--- Start of Information given ---
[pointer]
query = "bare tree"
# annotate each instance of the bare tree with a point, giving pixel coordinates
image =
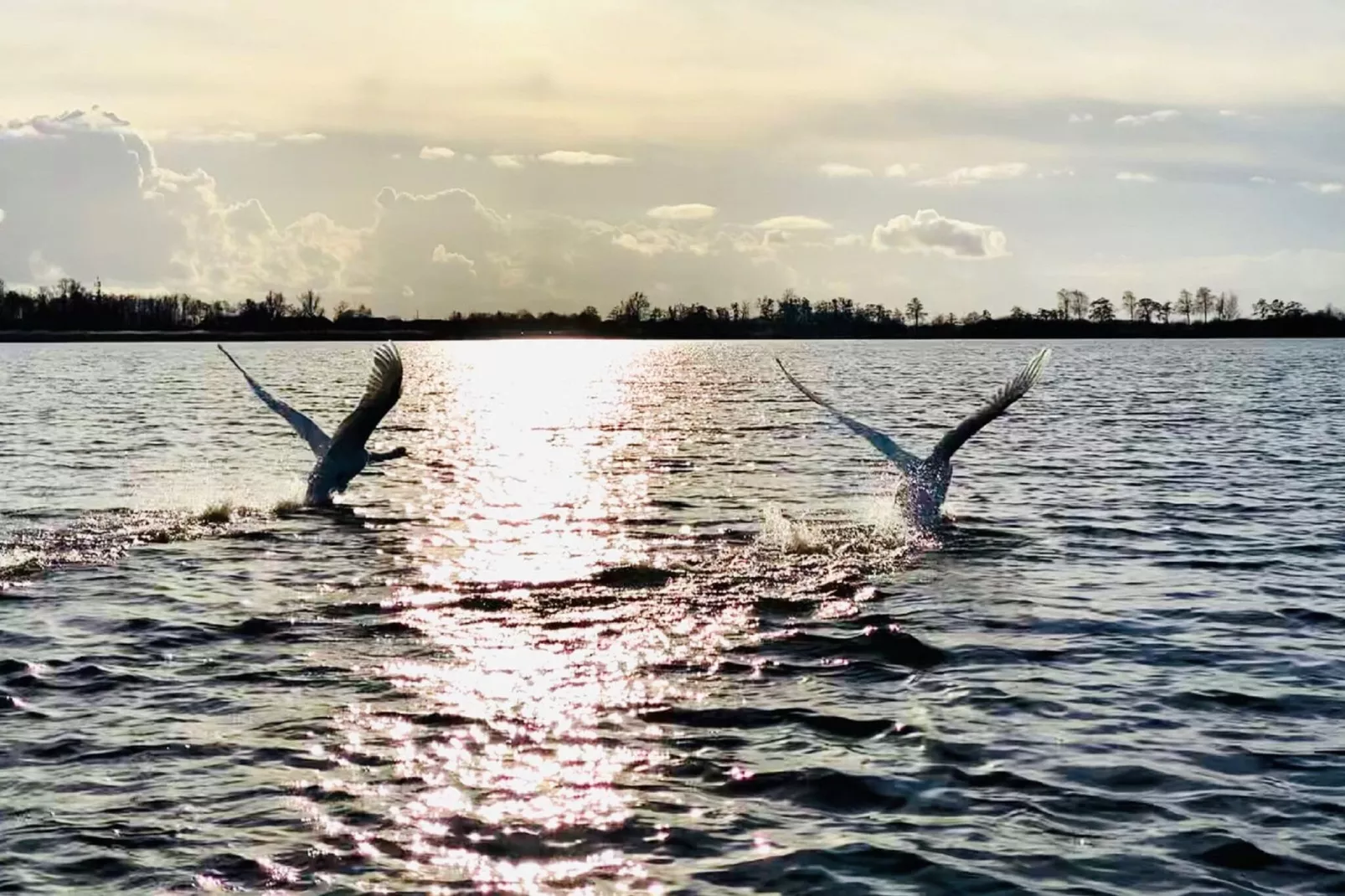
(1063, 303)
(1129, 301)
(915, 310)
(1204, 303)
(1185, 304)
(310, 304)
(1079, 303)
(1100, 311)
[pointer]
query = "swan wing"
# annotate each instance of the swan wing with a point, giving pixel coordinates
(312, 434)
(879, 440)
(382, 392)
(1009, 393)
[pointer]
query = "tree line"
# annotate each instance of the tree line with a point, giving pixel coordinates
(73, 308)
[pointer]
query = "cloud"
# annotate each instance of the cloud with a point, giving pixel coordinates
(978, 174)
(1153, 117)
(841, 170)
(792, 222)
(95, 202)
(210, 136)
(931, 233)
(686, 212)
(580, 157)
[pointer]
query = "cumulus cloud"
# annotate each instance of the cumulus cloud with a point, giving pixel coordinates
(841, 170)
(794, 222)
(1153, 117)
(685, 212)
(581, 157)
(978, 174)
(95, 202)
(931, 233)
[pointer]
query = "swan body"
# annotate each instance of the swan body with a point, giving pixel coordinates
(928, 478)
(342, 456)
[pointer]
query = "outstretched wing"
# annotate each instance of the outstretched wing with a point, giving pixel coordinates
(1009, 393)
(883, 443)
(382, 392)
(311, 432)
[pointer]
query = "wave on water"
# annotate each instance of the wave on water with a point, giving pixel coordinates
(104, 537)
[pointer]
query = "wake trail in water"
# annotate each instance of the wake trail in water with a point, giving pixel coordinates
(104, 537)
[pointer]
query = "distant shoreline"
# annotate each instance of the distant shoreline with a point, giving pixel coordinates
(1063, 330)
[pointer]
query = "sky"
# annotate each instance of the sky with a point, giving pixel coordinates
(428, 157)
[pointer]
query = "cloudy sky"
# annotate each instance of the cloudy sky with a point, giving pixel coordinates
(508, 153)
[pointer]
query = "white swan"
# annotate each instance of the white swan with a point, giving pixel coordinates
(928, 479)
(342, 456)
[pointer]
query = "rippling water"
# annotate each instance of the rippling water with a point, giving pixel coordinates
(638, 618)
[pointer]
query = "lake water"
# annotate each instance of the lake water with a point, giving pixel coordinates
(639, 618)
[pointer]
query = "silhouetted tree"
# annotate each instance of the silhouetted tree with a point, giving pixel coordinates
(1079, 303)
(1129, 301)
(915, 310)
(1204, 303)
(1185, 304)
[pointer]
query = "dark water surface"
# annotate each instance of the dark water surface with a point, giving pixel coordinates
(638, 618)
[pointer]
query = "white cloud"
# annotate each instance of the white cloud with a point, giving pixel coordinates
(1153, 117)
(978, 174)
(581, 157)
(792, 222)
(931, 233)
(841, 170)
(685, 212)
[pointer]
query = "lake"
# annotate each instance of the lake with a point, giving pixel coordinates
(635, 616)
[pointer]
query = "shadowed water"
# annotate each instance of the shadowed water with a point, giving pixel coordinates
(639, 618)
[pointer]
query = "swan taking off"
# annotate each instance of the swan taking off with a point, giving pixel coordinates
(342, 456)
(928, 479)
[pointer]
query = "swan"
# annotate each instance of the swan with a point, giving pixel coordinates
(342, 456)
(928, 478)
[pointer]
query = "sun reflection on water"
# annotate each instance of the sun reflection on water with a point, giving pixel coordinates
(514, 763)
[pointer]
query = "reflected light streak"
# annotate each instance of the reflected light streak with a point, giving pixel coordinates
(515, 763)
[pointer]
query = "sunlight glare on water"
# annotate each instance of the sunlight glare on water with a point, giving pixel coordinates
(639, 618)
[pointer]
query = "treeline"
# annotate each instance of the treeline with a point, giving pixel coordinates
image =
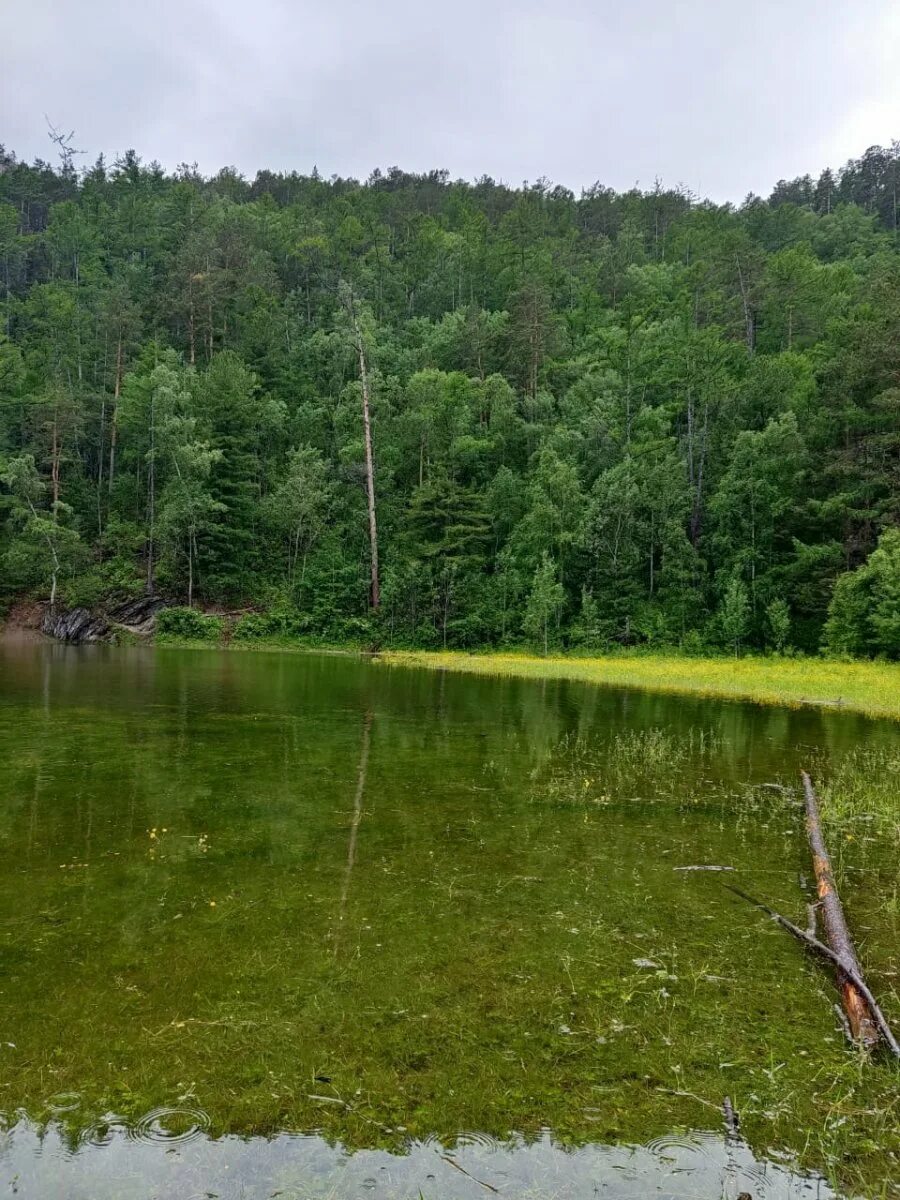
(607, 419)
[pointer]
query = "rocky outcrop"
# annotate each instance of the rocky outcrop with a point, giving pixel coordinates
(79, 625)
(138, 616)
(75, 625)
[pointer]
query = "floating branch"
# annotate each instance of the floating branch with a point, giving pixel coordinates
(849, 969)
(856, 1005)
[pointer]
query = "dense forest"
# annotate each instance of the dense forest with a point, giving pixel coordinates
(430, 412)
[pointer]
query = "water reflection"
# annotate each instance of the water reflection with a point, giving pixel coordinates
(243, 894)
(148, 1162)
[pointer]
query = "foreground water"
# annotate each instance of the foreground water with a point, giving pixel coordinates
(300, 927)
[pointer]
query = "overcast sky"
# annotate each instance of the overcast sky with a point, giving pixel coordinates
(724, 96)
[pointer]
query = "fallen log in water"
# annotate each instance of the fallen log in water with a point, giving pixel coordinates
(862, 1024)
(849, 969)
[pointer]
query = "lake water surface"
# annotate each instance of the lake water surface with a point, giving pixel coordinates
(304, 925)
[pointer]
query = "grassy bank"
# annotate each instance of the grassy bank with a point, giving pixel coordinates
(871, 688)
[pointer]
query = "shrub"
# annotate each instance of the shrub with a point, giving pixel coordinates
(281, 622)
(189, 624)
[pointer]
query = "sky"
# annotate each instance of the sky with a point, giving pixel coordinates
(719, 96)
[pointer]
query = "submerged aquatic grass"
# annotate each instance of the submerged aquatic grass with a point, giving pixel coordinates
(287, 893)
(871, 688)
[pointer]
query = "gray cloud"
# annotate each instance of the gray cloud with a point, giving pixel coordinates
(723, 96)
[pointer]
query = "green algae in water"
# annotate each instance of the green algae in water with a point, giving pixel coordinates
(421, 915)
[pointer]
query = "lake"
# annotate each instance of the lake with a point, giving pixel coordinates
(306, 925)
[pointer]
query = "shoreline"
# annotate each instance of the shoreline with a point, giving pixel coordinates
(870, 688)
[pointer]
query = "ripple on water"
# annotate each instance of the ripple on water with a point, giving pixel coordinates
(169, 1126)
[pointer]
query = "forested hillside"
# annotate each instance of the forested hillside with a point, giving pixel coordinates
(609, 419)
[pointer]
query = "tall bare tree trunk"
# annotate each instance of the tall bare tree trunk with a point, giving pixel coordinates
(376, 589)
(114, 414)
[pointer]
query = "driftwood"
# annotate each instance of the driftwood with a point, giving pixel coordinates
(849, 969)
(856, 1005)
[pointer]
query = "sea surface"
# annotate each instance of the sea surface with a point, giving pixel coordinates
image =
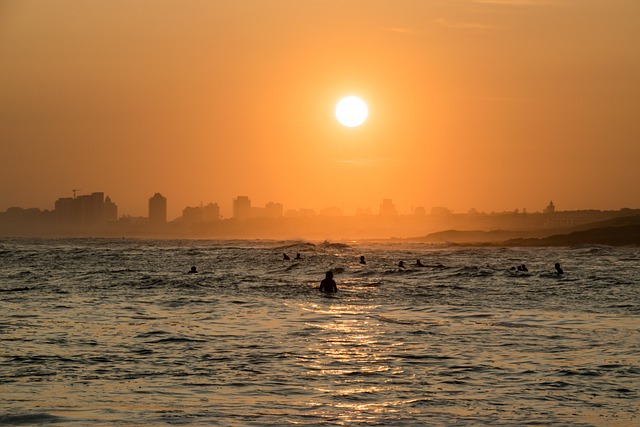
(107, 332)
--- End of Information given ---
--- Start of Information given ---
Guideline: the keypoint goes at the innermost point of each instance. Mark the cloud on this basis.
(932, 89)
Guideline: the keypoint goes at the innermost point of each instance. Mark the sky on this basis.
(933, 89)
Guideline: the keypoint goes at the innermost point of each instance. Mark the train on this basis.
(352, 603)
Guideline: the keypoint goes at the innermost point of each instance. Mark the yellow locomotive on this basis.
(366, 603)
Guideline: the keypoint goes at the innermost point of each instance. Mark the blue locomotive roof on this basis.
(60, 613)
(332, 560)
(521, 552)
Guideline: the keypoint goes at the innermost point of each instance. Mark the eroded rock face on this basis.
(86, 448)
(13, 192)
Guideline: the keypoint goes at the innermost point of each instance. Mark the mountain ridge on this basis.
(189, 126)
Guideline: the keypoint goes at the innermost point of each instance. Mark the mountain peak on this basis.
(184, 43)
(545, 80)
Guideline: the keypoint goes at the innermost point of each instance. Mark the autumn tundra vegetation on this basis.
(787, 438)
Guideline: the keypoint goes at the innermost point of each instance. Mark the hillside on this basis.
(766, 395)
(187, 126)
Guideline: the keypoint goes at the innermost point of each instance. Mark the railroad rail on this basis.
--- End of Information given ---
▶ **To do**
Find each line in the records that contains the string "gray" and copy it out. Matching is case-sensitive.

▶ **Answer to the problem**
query = "gray cloud"
# annotate each instance of the gray cloud with a point, giving pixel coordinates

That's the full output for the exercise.